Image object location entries
-------------------------

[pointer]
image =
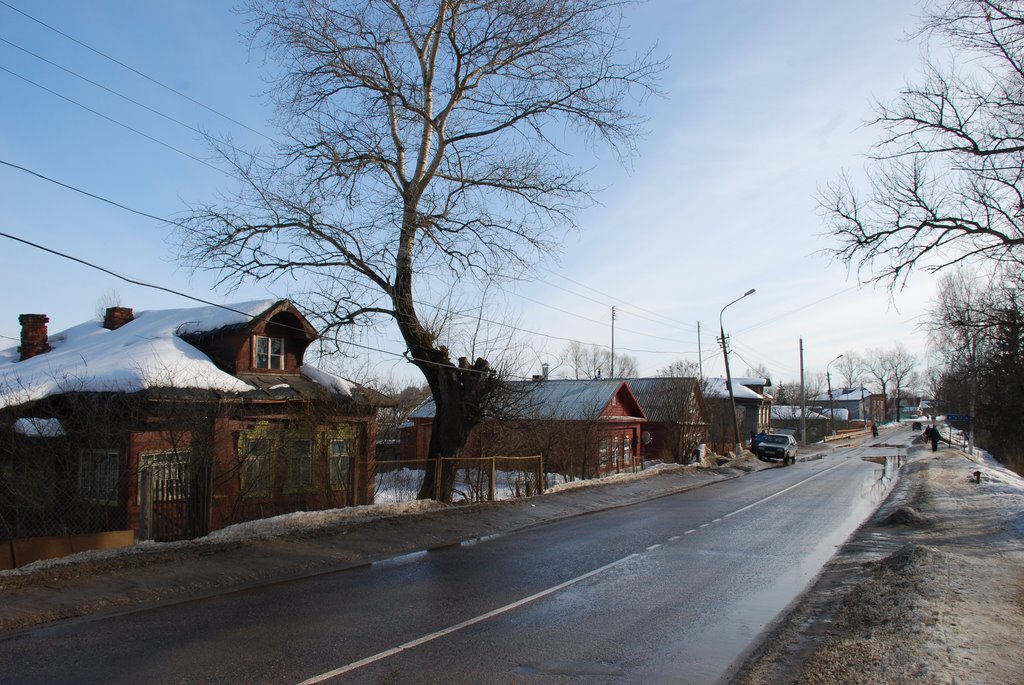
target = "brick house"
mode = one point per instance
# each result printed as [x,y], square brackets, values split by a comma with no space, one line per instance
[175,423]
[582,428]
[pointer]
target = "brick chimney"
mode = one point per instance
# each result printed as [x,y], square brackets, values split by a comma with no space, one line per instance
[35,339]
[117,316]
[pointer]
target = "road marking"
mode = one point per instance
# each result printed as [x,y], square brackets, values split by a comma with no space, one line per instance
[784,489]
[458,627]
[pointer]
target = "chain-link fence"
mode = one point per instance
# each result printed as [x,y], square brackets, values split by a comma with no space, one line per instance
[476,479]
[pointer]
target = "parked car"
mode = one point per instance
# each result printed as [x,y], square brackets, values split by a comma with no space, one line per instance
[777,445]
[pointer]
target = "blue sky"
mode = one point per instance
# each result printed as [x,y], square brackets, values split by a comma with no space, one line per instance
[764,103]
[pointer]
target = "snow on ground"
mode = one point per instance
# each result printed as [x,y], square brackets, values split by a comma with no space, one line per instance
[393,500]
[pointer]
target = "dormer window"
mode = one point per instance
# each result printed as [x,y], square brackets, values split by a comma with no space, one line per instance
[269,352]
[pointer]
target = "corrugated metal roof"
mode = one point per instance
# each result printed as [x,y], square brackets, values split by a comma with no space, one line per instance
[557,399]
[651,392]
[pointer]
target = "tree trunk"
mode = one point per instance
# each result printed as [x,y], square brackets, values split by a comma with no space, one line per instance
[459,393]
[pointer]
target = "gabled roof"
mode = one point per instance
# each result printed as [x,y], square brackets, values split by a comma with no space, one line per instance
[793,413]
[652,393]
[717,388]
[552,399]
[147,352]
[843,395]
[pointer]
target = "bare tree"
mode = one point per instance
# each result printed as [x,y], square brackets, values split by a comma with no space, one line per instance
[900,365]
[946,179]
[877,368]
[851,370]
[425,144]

-------------------------

Exercise brief
Collect every line above that contains the string "brick", matching its case exactly.

Answer for the task
target = "brick house"
target = "brick chimney"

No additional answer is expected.